■ **SUPPLIED DATA**:
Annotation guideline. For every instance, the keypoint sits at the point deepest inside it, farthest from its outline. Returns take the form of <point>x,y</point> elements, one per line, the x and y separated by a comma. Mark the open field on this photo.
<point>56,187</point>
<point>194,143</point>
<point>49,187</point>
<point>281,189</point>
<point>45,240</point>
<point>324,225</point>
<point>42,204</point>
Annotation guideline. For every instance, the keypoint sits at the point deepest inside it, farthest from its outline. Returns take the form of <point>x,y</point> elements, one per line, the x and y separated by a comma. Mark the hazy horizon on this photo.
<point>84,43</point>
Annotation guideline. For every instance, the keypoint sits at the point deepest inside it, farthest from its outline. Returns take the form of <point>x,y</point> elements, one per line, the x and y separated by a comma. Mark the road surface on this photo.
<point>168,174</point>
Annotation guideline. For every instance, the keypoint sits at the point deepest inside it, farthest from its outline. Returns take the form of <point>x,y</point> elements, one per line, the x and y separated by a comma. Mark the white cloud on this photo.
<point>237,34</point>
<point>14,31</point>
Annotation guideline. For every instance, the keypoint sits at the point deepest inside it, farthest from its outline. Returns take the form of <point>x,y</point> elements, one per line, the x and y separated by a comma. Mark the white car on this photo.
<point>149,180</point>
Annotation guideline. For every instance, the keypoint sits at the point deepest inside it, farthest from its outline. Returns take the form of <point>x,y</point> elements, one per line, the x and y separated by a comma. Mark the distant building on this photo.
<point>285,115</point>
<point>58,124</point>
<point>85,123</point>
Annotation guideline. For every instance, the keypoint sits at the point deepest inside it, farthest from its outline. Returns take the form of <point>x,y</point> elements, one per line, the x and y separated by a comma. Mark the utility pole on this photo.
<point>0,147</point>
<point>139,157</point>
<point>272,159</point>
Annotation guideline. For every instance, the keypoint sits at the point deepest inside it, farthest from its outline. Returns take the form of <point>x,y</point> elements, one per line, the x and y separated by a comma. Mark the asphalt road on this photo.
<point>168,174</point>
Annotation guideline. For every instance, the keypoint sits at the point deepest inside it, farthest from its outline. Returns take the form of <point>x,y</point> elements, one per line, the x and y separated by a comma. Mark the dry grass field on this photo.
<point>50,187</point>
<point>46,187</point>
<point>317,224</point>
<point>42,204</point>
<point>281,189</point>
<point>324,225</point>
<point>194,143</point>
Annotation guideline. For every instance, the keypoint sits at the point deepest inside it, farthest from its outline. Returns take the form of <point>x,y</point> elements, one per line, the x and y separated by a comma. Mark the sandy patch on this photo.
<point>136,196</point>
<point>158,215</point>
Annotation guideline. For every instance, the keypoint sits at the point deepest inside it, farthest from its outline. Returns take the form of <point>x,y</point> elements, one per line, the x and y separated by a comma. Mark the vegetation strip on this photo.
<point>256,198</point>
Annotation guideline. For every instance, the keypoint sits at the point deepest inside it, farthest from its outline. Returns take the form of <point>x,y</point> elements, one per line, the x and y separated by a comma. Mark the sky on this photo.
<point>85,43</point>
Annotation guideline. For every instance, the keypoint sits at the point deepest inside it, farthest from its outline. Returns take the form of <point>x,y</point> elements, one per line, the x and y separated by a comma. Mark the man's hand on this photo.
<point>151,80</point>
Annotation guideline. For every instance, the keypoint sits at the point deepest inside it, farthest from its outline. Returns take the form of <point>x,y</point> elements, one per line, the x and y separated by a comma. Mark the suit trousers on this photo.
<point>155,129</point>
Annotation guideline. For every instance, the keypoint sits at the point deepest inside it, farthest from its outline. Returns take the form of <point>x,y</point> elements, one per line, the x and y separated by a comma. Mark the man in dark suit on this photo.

■ **TASK DETAILS**: Write out every line of the records above as a numbered list, leaving out any blank lines.

■ **TASK SOLUTION**:
1. Annotation guideline. For every instance, the keypoint sits at the point deepest inside it, farthest from its outline. Returns take the form of <point>x,y</point> elements, one per line, the x and y separated by a comma. Mark the open field on this photo.
2. <point>56,187</point>
3. <point>194,143</point>
4. <point>49,187</point>
5. <point>281,189</point>
6. <point>45,240</point>
7. <point>324,225</point>
8. <point>42,204</point>
9. Annotation guideline. For every instance, the keypoint sits at the point deepest inside it, farthest from its outline. Returns take the form of <point>x,y</point> elements, one per line, the x and y separated by a comma. Mark the hazy horizon on this photo.
10. <point>84,43</point>
11. Annotation guideline. For every instance, the keypoint sits at the point deepest inside it, farthest from its outline. Returns take the form of <point>x,y</point> elements, one per line, the x and y separated by a comma. Mark the road surface on this photo.
12. <point>168,174</point>
13. Annotation guideline. For every instance, the keypoint sits at the point deepest inside it, farthest from its outline. Returns take the form of <point>x,y</point> elements, one per line, the x and y separated by a comma. Mark the white cloud on this photo.
14. <point>237,34</point>
15. <point>14,31</point>
16. Annotation guideline. For every instance, the keypoint sits at the point deepest inside it, farthest from its outline. Returns take the form of <point>x,y</point> elements, one per line, the x and y separated by a comma. Mark the white car on this photo.
17. <point>149,180</point>
18. Annotation guideline. For every instance, the keypoint sits at the point deepest inside it, farthest from its outline. Returns take the form of <point>x,y</point> elements, one per line, the x and y separated by a comma. Mark the distant building on this photo.
19. <point>285,115</point>
20. <point>58,124</point>
21. <point>85,123</point>
22. Annotation guideline. For every instance, the keypoint sits at the point deepest inside it, farthest from its outline. Returns take the form of <point>x,y</point> elements, one per line, the x and y separated by a comma. Mark the utility pole on this photo.
23. <point>0,147</point>
24. <point>139,157</point>
25. <point>272,159</point>
26. Annotation guideline. For every instance, the keypoint sits at the point deepest inside it, farthest from its outline. Returns take the form of <point>x,y</point> elements, one per line, the x and y separated by a comma. Mark the asphalt road on this photo.
27. <point>168,174</point>
28. Annotation guideline. For every instance, the keypoint sits at the point deepest inside it, farthest from its outline. Returns take the form of <point>x,y</point> elements, one per line, the x and y separated by a comma. Mark the dry grass field on this photo.
29. <point>50,187</point>
30. <point>46,187</point>
31. <point>317,224</point>
32. <point>42,204</point>
33. <point>281,189</point>
34. <point>324,225</point>
35. <point>194,143</point>
36. Annotation guideline. For every instance, the keypoint sits at the point deepest inside it, farthest from its outline. Returns take the form of <point>x,y</point> elements, one per line, the x and y separated by a comma. Mark the sandy patch on this photo.
37. <point>136,196</point>
38. <point>158,215</point>
39. Annotation guideline. For every instance, the keypoint sits at the point deepest inside it, farthest from its outline. Returns take the form of <point>x,y</point> elements, one per line, the x and y separated by a comma. Mark the vegetation strip on this photo.
40. <point>256,198</point>
41. Annotation guideline. For every instance, the keypoint sits at the point deepest inside it, farthest from its outline. Returns take the form of <point>x,y</point> elements, one per line, the x and y separated by a comma. Mark the sky on this photo.
42. <point>85,43</point>
43. Annotation guideline. For every instance, the keypoint sits at the point deepest inside it, farthest from its outline. Returns take the form of <point>x,y</point> elements, one per line, the x and y separated by a comma. Mark the man's hand on this photo.
44. <point>151,80</point>
45. Annotation guideline. For every instance, the keypoint sits at the point deepest inside it, farthest from its outline. Returns take the form of <point>x,y</point> elements, one per line, the x and y separated by a comma. Mark the suit trousers on this photo.
46. <point>155,129</point>
47. Annotation guideline. For every instance, the keypoint sits at the point deepest inside it, farthest from its outline. Returns take the form of <point>x,y</point> elements, one per line, the x and y separated by a comma. Mark the man in dark suit on this photo.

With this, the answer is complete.